## Terapkan Isi Bacaan
**a)** Sebutkan semua tema yang menurut teks tentang Osamu Dazai di bawah menjadi pilihan Dazai dalam karyanya.
**b)** Tentukan apakah setiap pernyataan berikut sesuai dengan teks tentang Osamu Dazai di bawah. Jawab ya atau tidak, lalu kutip kata-kata teks yang menentukan jawaban itu. (i) Osamu Dazai adalah penulis Jepang. (ii) Pandangan masyarakat tradisional tentang penyimpangan seksual tidak berubah dalam beberapa dekade terakhir. (iii) Semua orang melihat fenomena penyimpangan seksual di ruang publik sebagai kebebasan individu.
**c)** Menurut teks tentang Osamu Dazai di bawah, diskusi tentang penyimpangan seksual sering kali bergeser menjadi perdebatan tentang apa?

## Teks
◇ ◇ ◇ ◇ ◇
Osamu Dazai melihat bahwa adanya norma penyimpangan seksual merupakan kebeasan yang merusak. Karya-karyanya yang terkenal gelap, menceritakan sebuah kegagalan dan keputusasaan, adalah kritik atas semua hal itu.
***
Di tengah hiruk-pikuk kehidupan sosial yang semakin kompleks, norma-norma moral yang dulu diterima kini mulai dipertanyakan. Salah satu fenomena yang berkembang dalam beberapa dekade terakhir adalah penyimpangan seksual yang semakin terang-terangan melegalkan dirinya dalam ruang publik. Banyak orang yang melihat hal ini sebagai kebebasan individu, sementara sebagian lainnya menganggap sebagai ancaman terhadap moralitas sosial. Fenomena ini menggugah pertanyaan besar tentang bagaimana budaya kita memandang dan memperlakukan seksualitas manusia.

Osamu Dazai, penulis Jepang yang dikenal dengan pandangan pesimis dan gelap terhadap kehidupan. Karyanya sering kali menggambarkan pergulatan antara individu dan norma sosial. Tema seperti keputusasaan, kegagalan, dan penolakan terhadap konformitas sosial, menjadi pilihannya. Hal ini dapat memberikan kita perspektif baru untuk merenungkan bagaimana budaya melegalkan penyimpangan seksual dapat berdampak buruk bagi kehidupan manusia.
Penyimpangan Seksual dalam Konteks Budaya Kontemporer
Penyimpangan seksual, dalam banyak pandangan masyarakat tradisional, adalah sesuatu yang dianggap sebagai deviasi dari norma atau aturan yang diterima. Namun, dalam beberapa dekade terakhir, pandangan ini mulai berubah. Tuntutan kebebasan individu memunculkan argumen bahwa setiap orang berhak mengekspresikan dengan cara apapun, tanpa perlu merasa dihukum atau tertekan. Pada tingkat ini, diskusi tentang penyimpangan seksual sering kali bergeser menjadi perdebatan tentang kebebasan individu versus kontrol sosial.
◇ ◇ ◇ ◇ ◇
## Data untuk Analisis

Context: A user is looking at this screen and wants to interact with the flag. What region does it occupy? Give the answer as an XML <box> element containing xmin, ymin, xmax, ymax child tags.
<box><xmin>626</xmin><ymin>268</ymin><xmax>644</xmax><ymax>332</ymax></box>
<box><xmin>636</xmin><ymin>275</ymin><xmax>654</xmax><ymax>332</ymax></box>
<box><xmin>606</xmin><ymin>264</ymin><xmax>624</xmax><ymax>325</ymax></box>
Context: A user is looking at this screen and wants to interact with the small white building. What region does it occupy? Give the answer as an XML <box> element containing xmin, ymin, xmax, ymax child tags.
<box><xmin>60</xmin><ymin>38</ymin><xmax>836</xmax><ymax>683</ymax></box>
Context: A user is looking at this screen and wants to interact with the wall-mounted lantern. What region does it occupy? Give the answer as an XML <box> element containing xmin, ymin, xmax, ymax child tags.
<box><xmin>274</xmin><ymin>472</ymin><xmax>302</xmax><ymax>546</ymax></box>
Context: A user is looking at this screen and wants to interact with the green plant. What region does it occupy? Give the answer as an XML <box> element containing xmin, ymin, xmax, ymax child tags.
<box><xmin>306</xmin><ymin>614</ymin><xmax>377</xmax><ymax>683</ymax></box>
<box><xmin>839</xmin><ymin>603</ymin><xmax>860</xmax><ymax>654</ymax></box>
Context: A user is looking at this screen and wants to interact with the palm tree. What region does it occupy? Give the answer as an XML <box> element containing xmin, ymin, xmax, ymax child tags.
◇ ◇ ◇ ◇ ◇
## Jawaban per Tugas
**a)** Keputusasaan, kegagalan, dan penolakan terhadap konformitas sosial.

**b)**
(i) Ya: "Osamu Dazai, penulis Jepang yang dikenal dengan pandangan pesimis dan gelap terhadap kehidupan."
(ii) Tidak: "Namun, dalam beberapa dekade terakhir, pandangan ini mulai berubah."
(iii) Tidak: "Banyak orang yang melihat hal ini sebagai kebebasan individu, sementara sebagian lainnya menganggap sebagai ancaman terhadap moralitas sosial."

**c)** Perdebatan tentang kebebasan individu versus kontrol sosial.